* WORK REQUEST: Would you print the records below without changing anything?

DATA TO USE Block Start

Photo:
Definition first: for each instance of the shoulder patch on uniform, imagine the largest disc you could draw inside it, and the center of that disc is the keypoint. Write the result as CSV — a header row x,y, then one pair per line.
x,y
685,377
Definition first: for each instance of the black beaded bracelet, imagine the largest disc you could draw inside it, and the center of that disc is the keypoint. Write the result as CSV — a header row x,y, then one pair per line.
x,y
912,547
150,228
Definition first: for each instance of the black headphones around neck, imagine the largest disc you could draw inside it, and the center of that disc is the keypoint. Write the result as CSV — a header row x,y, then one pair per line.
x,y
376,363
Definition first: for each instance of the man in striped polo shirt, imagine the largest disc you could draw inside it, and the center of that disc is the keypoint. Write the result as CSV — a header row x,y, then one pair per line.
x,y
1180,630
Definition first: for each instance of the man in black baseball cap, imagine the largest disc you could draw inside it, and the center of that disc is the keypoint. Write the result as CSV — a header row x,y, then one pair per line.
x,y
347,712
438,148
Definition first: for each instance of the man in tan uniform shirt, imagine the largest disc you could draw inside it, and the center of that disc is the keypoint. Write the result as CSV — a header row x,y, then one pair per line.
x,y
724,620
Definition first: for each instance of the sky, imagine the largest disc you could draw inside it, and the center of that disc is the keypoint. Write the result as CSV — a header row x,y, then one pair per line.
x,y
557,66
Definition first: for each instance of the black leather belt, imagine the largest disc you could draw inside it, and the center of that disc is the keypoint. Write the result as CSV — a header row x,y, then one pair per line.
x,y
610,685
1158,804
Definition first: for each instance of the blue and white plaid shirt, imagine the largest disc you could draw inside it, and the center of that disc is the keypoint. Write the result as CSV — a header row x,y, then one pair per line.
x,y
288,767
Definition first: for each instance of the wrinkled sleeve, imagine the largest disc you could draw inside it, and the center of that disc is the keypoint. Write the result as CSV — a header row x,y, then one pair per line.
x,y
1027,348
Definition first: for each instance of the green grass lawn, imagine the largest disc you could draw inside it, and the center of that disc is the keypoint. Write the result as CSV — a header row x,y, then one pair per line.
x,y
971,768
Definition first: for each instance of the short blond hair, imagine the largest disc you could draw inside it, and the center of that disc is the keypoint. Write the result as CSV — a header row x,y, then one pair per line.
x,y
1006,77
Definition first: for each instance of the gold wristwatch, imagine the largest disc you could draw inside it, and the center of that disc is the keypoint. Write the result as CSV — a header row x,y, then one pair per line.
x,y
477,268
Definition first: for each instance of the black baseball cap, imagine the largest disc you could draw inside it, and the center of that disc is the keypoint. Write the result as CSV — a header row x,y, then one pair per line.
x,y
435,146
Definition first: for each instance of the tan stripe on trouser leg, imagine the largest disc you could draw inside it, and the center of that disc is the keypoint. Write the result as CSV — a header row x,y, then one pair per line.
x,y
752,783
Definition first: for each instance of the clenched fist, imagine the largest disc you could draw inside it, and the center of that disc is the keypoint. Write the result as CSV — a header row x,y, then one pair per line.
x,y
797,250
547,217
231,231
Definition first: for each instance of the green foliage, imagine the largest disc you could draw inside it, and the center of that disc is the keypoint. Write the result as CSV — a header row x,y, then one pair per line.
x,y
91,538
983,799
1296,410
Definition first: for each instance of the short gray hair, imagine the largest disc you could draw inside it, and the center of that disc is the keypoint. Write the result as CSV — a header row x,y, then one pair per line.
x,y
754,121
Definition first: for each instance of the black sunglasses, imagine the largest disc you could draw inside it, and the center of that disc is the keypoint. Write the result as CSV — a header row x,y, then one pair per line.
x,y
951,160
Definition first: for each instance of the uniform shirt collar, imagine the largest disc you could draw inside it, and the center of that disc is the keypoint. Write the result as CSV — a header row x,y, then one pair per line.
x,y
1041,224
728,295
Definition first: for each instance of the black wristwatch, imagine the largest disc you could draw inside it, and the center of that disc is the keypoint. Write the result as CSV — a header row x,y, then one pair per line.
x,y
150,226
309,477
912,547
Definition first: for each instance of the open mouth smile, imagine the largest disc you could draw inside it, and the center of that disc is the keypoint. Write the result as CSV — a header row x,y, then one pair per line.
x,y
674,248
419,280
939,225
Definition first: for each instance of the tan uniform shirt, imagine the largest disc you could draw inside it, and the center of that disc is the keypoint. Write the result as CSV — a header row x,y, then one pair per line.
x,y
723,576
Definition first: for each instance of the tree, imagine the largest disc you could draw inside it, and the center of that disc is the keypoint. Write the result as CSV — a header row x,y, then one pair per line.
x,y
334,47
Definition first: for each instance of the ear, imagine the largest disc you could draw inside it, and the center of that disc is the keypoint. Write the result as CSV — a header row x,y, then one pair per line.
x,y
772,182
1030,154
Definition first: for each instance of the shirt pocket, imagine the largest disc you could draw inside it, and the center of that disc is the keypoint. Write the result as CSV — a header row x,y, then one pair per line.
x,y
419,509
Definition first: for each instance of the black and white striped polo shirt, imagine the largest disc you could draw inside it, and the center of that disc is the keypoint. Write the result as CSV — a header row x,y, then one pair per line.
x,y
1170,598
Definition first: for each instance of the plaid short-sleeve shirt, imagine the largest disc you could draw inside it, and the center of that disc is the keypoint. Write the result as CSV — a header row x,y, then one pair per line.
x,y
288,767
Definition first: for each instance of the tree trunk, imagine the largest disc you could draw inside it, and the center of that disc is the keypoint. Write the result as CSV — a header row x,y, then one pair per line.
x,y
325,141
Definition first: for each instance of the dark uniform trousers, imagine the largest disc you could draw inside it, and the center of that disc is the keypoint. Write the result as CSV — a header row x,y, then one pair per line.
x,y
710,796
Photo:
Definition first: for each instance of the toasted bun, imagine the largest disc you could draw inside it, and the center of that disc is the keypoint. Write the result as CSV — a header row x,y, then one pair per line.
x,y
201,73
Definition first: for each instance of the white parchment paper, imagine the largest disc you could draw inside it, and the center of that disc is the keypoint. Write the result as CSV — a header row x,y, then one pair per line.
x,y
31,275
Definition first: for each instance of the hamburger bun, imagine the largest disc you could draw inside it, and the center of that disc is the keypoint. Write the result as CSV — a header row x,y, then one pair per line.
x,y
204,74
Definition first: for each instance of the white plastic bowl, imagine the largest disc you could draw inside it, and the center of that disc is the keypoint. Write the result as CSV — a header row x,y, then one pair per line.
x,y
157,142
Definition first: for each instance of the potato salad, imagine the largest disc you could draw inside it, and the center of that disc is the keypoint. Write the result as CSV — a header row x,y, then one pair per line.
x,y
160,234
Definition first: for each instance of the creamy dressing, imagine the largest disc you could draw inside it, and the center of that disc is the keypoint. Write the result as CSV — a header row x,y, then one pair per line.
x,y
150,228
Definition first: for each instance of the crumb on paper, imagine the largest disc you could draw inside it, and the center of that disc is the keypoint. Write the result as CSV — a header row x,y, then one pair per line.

DATA TO USE Block End

* SOLUTION FOR THIS TASK:
Photo:
Definition first: for each instance of the shoulder patch on uniform, imagine the largest disc you could draw inside it, and the center of that disc is the keypoint. Write the result as CSV — a header row x,y, then one pair per line.
x,y
685,377
Definition first: for each instance of the black beaded bracelet, imagine the largest disc you could draw inside it, and the center of that disc is the keypoint. Write the result as CSV — a header row x,y, then one pair per line.
x,y
912,547
150,228
Definition first: for each instance of the black headphones around neck, imagine the largest disc you could draw inside it, and the center of that disc is the keypoint. Write the result as CSV — a header row x,y, then one pair per line.
x,y
376,363
Definition first: for each instance of the man in striped polo shirt, imagine the largest disc you could draw inside it, and the center of that disc is the keypoint. Write the result as CSV — a header row x,y, then one pair per line.
x,y
1180,630
Definition first: for each instance of the man in black baseball cap, imagine the largest disc you could draw inside it, and the center of that disc is the keypoint. Write the result as CSV — a header row x,y, then one pair per line.
x,y
347,712
438,148
Definition first: for each instance of the man in tan uniform shirt, imagine the largest disc you could draw inside it, and the center of that disc is the keypoint. Write the result as CSV — a header row x,y, then one pair per line.
x,y
724,620
Definition first: for each instance of the sky, imagine the largest disc you could draw inside it, and the center of that disc is the keypoint. Write the result as CSV — a header row x,y, then one pair per line.
x,y
557,66
Definition first: for each instance of the black leather belt, imagine the largest disc you could draw inside it, and the center of that disc is the keypoint. Write the result as CSV — a header row x,y, then one pair per line.
x,y
610,685
1158,804
Definition first: for each instance of the blue and white plaid shirt, imagine the largest disc you could draw inside it, and the center of that disc is the keypoint. Write the result as CSV — a header row x,y, then one pair per line.
x,y
288,767
Definition first: for each instance of the wrinkled sleeve, imagine the largest disc you could draw inside it, and the center of that disc is the keypoint. Write the result as CSV — a header row x,y, then one pair per line.
x,y
1027,348
Definition first: for each instance of the green grass lawn, imagine the largest disc you could draw inside it, and the center of that disc is the keypoint. Write the result as CSV — a header row x,y, then one pair per line.
x,y
971,768
Definition first: for each instance of the short blond hair, imagine the largest disc you could draw inside it, and the center of that disc is the keypoint. Write the result as CSV — a header row x,y, then one pair per line.
x,y
1006,77
Definition first: for each instance of the gold wristwatch, imagine the largest disc you could draw inside it, and the center of that disc is the keypoint. Write the result as CSV — a header row x,y, then one pair per line.
x,y
477,268
Definition first: for each instance of the black baseball cap, imagine the largest disc you could draw inside it, and the center of that disc is the keypoint. Write the result as CSV — a header row x,y, then one pair per line.
x,y
435,146
Definition first: for each instance of the tan stripe on trouser leg, imagine the largest disc you could draw inside it, and the center of that disc is the keypoint. Write the result as CSV — a header row x,y, then one pair per line.
x,y
752,783
Definition first: for each instance of the clenched fist, imagine the largest disc you could draw inside it, and the center of that disc is the keypoint. Write the result as CSV — a header row x,y, then one pair per line.
x,y
797,250
547,217
231,231
Definition first: for each instance of the green foliage, imagine the largest disc you could draw inside it, and the center of that disc is the keypoint. Write the result as CSV — a header row x,y, then one pair per line.
x,y
91,538
983,799
1296,410
Definition first: for each instance of the short gray hair, imagine the largest disc you could draw inside it, and the center of that disc is the keypoint. Write the result as CSV — a header row x,y, then one pair per line.
x,y
754,121
Definition first: for each instance of the black sunglasses, imagine the largest disc you could draw inside it, and the center of that disc is the keypoint. Write the result as CSV — a header row x,y, then one pair per line.
x,y
951,160
Definition first: for each instance of the uniform shirt collar, imagine the largest disc you could draw inside it, and the center of that disc is the keypoint. Write the result as CSV — a header row x,y, then one pair per line.
x,y
1041,224
728,295
Definition first: for each instance of the black wristwatch, imagine the largest disc you could draw inside it, and the center of that disc is the keypoint. Write the result as CSV — a header row x,y, then one pair per line.
x,y
150,226
309,477
912,547
Definition first: for each instance of the open mouth smile, imagine the largest disc you could draw inside it, and the center of that disc is the keypoint. Write the result as CSV — a header row x,y, then one pair per line.
x,y
674,248
419,280
939,225
Definition first: for each instance of the tan uniform shirt, imagine the largest disc you could draw inside it, and the center of that disc is the keypoint. Write the result as CSV — a header row x,y, then one pair per line.
x,y
723,576
Definition first: for each instance of the tree, imagine the largest disc you could draw inside it, and the center of that disc is the keypoint. Write the result as CSV — a header row x,y, then one pair per line.
x,y
334,47
Definition first: for each instance of the ear, imagine the largest disc you could draw inside it, and the center of that disc is the keypoint. Write the result as CSV — a header row x,y, then one pair per line.
x,y
772,182
1030,154
Definition first: for each instance of the shirt pocket, imagine the largest disc you could draw inside it, and the center of that disc is the keypoint. Write the result as CSV — a header row x,y, then one pair per line.
x,y
419,509
Definition first: for each instance of the black and white striped polo shirt, imagine the largest disc you could draw inside it, and the center of that disc is the keypoint. Write the result as CSV — a header row x,y, then one pair per line.
x,y
1170,598
Definition first: for each instance of the plaid short-sleeve shirt, imagine the largest disc you could draw inside it, and the center of that disc is the keypoint. Write the result as CSV — a header row x,y, then one pair per line.
x,y
288,767
Definition first: for each instance of the tree trunk, imagine the largest disc you could draw inside it, and the center of that disc is the keypoint. Write the result as CSV — a header row x,y, then one pair per line.
x,y
325,141
Definition first: for each instance of the dark uniform trousers, imagine the largest disc you could draw inside it, and the center of that disc is the keypoint. Write the result as CSV — a header row x,y, then one pair per line.
x,y
710,796
Photo:
Definition first: for each instance of the toasted bun, imagine the largest disc you could draw inside it, and the center of that disc is the keypoint. Write the result as CSV — a header row x,y, then one pair per line.
x,y
201,73
Definition first: for each instance of the white parchment paper, imagine the largest disc you could draw inside it, and the center of that disc is the keypoint. Write the result as CSV — a header row x,y, then one pair per line.
x,y
31,275
Definition first: for each instance of the hamburger bun, imagine the largest disc you could draw inside it, and the center of that disc is the keypoint. Write the result as CSV — a header row x,y, then one pair per line.
x,y
204,74
Definition first: for each instance of the white plastic bowl, imagine the largest disc you could draw inside it, and the center of that disc is the keypoint. Write the result as CSV — a header row x,y, then one pair per line.
x,y
157,142
Definition first: for each instance of the potato salad, imagine the largest disc you could draw inside it, and the center of that disc is the keypoint. Write the result as CSV — a header row x,y, then one pair per line.
x,y
160,234
Definition first: for each instance of the creamy dressing, imagine the largest disc you could draw inside it, and the center of that disc is the keypoint. Write the result as CSV — a header row x,y, then one pair per line.
x,y
150,228
Definition first: for each instance of the crumb on paper, imagine the largest disc you could draw inside it, and the center of that disc is the keypoint. Write the result as CSV — a header row x,y, then one pair per line.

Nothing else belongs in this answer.